Collected data
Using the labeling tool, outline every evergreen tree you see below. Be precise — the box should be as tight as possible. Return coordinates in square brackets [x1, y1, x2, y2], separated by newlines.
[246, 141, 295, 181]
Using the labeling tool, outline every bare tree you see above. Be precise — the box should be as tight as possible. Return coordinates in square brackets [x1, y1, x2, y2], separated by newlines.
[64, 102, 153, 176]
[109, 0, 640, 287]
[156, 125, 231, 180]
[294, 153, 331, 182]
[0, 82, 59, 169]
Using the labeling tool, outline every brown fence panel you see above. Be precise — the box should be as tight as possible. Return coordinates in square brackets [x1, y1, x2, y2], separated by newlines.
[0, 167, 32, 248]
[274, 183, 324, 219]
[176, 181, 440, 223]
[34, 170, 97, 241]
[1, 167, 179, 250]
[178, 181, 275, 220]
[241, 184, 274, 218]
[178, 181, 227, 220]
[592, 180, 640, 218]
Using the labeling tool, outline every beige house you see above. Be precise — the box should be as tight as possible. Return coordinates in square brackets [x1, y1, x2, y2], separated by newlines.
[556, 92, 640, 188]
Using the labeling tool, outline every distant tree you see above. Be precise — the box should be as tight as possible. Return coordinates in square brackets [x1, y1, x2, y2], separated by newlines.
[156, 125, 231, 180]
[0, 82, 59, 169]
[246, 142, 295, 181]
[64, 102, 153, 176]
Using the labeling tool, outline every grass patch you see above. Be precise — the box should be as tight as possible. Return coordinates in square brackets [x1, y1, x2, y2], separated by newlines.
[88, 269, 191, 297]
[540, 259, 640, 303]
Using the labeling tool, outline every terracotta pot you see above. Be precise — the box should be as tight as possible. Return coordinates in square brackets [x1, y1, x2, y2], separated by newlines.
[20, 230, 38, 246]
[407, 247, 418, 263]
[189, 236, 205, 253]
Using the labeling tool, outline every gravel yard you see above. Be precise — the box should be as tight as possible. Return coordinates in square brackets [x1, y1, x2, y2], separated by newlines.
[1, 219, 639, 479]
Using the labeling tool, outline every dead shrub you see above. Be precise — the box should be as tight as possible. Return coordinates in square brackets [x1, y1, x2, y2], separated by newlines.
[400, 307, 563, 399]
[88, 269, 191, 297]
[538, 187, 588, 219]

_WHAT YOU ARE ASKED TO DO_. Each entry above should be retyped exactly, with nothing missed.

_RESULT_.
Using the labeling tool, outline every evergreen tree you see below. Be precise — the box should be as tight as possible. Return coordinates in square brackets [x1, y1, x2, y2], separated by newlines.
[246, 141, 295, 181]
Using the labeling tool, outline every bare tree you see above. Be precise — the box should be as tight as possible. Return coordinates in square brackets [x1, y1, x2, y2], separated by newlines.
[64, 102, 153, 176]
[109, 0, 640, 287]
[156, 125, 231, 180]
[294, 153, 331, 182]
[0, 82, 59, 169]
Using the labeling tool, outline every brown fence panel you see above. Be precise — the box should be as tight as possible. Return coordinates in square brackets [x1, y1, x2, y2], separated by newlines.
[0, 167, 32, 248]
[274, 183, 324, 219]
[176, 181, 440, 223]
[34, 170, 97, 241]
[1, 167, 179, 250]
[178, 181, 275, 220]
[241, 184, 274, 218]
[178, 181, 227, 220]
[592, 180, 640, 218]
Using the labeling tool, outline every beige house you see above. Be precise — the box should be as tight as possible. Return coordinates in square brackets [x1, y1, x2, y2], separated by newlines.
[556, 92, 640, 188]
Using the labeling tool, outline every distant tree you see above. Be precise — the box should be as tight as possible. Return coordinates in square brackets [x1, y1, x2, y2], separated by newlines.
[156, 125, 231, 180]
[0, 82, 59, 169]
[246, 142, 295, 181]
[64, 102, 153, 176]
Using the labeling tool, outline every grass patch you see above. Be precise — the box should be as tight as possible. Return coordinates in square brackets [x1, y1, x2, y2], separated by newlines.
[88, 269, 191, 297]
[540, 259, 640, 303]
Using the labeling tool, outline every terracotta pot you see above. Be precise — the box should be as tight as possible. Return coordinates in square brackets [x1, y1, x2, y2], separated by newlines.
[20, 230, 38, 246]
[407, 247, 418, 263]
[189, 236, 205, 253]
Using the labeling tool, outline every gravel yard you see above. Be precise — the box should be as tight as possible. Return coordinates in square brackets [x1, y1, x2, y2], separated by newlines.
[1, 219, 639, 479]
Using the labeling tool, outline every dead shrub you see above. Be precise — the box should be as tight as possible. Return coordinates in square brackets [x1, y1, x2, y2], separated by newlines.
[400, 307, 563, 399]
[88, 269, 191, 297]
[538, 187, 588, 219]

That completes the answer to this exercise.